==== Pagina
Posted by on Ago 12, 2019

Le province siculo-partenopee nel Regno d’Italia (III)

Parte terza: Il Periodo Crispino (1887-1896)

L’avvento della sinistra al potere era stata definita dai contemporanei “rivoluzione parlamentare”. La definizione può sembrare oggi esagerata, ma in effetti una rivoluzione ci fu davvero perché si affermò in quegli anni un nuovo equilibrio di potere. Una “rivoluzione passiva”, secondo la definizione di Vincenzo Cuoco, nei riguardi del Risorgimento. Si verificò una progressiva assimilazione delle classi dirigenti regionali nel processo di unificazione. In pratica, le classi dirigenti meridionali si amalgamarono con quelle del centro-nord. Naturalmente da parte degli storici del nord la penetrazione delle classi dirigenti meridionali, elette con la sinistra, nel sistema di potere del nord è stato descritta come un fatto negativo. Come sempre, quando si vuole screditare qualcuno, sono state usate frasi del tipo “l’uno vale l’altro”, “sono tutti corrotti”, e così via. Frasi e definizioni che ancora oggi sono di gran moda, come possiamo facilmente constatare aprendo qualsiasi giornale. In realtà non è così, la destra non vale la sinistra e viceversa, e il peso nel progredire della società è ben diverso. Fin dal 1860 infatti la parte più conservatrice dell’aristocrazia meridionale confluì nel partito di Cavour, mentre la parte più innovatrice divenne garibaldina. In Sicilia ci fu sempre una dialettica tra la parte più conservatrice dell’aristocrazia terriera, latifondista e la borghesia imprenditrice.

La borghesia imprenditrice del Sud

Nel 1876 l’iniziativa politica passò in mano alla borghesia progressista. Fondamentale per l’ancor giovane unità d’Italia è stato il fatto che questa sorta di rivoluzione si compisse nel meridione, in nome degli interessi fino ad allora calpestati del sud. Le classi proprietarie meridionali, raccolte sotto la bandiera della sinistra furono determinanti nel garantire l’unità politica e territoriale del neonato Stato italiano.
========
==== Righe memorizzate
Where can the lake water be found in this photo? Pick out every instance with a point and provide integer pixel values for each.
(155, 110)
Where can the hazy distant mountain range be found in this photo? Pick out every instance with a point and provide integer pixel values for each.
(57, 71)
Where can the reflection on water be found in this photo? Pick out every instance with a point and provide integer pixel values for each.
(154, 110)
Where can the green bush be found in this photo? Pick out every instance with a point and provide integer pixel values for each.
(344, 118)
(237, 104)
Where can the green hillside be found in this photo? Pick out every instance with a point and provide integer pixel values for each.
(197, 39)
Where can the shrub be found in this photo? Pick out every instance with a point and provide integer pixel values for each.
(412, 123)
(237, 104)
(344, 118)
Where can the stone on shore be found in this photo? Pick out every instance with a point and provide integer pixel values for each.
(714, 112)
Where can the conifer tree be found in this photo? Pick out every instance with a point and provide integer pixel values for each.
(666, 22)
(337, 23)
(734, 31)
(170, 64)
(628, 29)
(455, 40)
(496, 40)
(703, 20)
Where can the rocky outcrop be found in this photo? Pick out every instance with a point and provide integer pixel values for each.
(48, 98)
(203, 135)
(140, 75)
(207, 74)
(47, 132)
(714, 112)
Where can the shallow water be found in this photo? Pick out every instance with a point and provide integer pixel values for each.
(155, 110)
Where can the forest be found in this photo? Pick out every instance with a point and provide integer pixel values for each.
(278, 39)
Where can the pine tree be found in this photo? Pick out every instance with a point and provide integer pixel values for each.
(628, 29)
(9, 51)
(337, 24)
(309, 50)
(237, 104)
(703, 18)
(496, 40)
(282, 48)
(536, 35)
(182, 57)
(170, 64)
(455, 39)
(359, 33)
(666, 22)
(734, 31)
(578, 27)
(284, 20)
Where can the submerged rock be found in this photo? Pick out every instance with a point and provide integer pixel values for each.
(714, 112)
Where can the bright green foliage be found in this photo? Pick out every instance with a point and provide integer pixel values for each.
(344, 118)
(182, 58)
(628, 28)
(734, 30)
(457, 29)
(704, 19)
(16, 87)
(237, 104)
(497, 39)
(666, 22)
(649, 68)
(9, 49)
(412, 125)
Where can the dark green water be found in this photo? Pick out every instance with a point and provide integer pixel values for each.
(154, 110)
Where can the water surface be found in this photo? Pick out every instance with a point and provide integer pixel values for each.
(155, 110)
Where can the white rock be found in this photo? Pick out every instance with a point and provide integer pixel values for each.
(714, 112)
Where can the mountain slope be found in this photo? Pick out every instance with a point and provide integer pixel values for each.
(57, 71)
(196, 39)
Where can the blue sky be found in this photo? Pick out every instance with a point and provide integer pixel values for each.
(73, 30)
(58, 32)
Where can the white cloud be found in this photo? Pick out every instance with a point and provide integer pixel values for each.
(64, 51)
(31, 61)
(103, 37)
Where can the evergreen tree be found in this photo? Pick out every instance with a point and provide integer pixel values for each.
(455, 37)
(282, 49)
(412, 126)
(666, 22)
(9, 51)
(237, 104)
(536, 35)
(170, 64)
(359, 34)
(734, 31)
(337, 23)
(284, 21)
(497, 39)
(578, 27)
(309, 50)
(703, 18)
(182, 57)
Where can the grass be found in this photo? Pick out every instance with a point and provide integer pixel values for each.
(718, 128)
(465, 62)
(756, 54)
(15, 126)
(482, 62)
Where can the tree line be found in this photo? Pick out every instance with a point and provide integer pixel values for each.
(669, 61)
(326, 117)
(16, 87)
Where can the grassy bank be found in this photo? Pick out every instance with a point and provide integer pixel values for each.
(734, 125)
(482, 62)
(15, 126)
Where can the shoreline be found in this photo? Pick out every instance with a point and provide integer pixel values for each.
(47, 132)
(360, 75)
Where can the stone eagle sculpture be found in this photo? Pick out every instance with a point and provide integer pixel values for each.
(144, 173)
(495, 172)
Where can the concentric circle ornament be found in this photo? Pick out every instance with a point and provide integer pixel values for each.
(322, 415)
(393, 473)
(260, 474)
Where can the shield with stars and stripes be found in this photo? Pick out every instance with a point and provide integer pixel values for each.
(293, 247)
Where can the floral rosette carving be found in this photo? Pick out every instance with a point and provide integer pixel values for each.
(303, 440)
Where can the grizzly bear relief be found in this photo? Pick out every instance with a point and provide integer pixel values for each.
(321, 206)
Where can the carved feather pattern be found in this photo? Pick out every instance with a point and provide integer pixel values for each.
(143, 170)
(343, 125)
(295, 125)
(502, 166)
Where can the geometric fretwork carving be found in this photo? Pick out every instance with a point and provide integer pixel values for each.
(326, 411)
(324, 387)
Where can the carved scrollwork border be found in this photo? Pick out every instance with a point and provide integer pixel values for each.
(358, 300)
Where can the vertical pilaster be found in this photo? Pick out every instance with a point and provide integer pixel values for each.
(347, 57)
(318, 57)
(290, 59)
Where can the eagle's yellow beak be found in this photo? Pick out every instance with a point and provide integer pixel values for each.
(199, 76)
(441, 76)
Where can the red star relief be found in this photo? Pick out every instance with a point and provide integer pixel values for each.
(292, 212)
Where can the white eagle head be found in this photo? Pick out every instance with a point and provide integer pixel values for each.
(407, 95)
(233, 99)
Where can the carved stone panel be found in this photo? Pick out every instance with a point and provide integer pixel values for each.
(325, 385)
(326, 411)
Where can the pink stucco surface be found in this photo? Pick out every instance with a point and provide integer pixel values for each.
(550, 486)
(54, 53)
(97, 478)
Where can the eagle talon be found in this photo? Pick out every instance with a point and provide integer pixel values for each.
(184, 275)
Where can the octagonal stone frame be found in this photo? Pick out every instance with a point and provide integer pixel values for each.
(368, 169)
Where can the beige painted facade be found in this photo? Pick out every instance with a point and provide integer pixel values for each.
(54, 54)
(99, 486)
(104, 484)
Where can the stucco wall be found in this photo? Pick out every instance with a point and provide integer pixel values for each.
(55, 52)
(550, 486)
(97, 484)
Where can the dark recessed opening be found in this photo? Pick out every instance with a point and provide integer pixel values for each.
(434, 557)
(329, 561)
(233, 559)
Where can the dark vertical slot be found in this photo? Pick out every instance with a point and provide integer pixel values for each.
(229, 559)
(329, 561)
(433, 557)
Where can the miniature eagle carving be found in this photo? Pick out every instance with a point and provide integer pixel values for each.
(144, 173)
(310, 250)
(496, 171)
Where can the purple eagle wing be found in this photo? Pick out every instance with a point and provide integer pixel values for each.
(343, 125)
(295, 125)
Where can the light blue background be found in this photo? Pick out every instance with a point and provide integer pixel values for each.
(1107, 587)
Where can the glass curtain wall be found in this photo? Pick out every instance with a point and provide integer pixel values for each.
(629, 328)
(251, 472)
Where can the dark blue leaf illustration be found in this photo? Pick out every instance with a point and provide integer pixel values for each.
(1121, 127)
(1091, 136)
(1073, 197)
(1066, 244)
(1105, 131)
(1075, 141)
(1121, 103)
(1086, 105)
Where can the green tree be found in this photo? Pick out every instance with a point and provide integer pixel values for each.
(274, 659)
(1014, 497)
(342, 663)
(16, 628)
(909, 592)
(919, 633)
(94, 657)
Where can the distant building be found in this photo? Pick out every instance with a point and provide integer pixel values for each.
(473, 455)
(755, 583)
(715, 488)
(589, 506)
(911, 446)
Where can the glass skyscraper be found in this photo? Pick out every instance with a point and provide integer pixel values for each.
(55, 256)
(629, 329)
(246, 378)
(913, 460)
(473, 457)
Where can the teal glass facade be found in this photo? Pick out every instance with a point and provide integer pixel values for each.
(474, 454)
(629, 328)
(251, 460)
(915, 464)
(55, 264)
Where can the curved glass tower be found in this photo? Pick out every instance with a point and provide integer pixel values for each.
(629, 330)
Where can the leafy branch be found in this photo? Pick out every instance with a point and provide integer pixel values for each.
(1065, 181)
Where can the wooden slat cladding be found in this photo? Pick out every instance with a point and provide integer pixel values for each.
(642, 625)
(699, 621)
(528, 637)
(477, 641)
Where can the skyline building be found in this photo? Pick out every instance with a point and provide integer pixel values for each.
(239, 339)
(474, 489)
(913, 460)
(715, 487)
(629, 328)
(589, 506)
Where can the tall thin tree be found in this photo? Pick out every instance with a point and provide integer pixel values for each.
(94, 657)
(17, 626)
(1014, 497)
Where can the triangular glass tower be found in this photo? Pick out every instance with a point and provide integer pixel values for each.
========
## Obiettivi
1 - Riassumi in due frasi il testo sulle province siculo-partenopee.
2 - Modifica il testo sulle province siculo-partenopee: riscrivi il passo compreso tra "La borghesia imprenditrice del" e "neonato Stato italiano.", estremi inclusi, mettendo "Mezzogiorno" al posto di "meridione".
3 - Elenca tutte le espressioni che il testo sulle province siculo-partenopee riporta tra virgolette.

## Risultati per compito
1 - L'ascesa della sinistra al potere, che i contemporanei chiamarono "rivoluzione parlamentare", affermò un nuovo equilibrio di potere e portò le classi dirigenti meridionali ad amalgamarsi con quelle del centro-nord. Nel 1876 l'iniziativa politica passò alla borghesia progressista, e le classi proprietarie meridionali, raccolte sotto la bandiera della sinistra, furono determinanti nel garantire l'unità politica e territoriale del nuovo Stato italiano.

2 -
La borghesia imprenditrice del Sud

Nel 1876 l’iniziativa politica passò in mano alla borghesia progressista. Fondamentale per l’ancor giovane unità d’Italia è stato il fatto che questa sorta di rivoluzione si compisse nel Mezzogiorno, in nome degli interessi fino ad allora calpestati del sud. Le classi proprietarie meridionali, raccolte sotto la bandiera della sinistra furono determinanti nel garantire l’unità politica e territoriale del neonato Stato italiano.

3 -
- "rivoluzione parlamentare"
- "rivoluzione passiva"
- "l'uno vale l'altro"
- "sono tutti corrotti"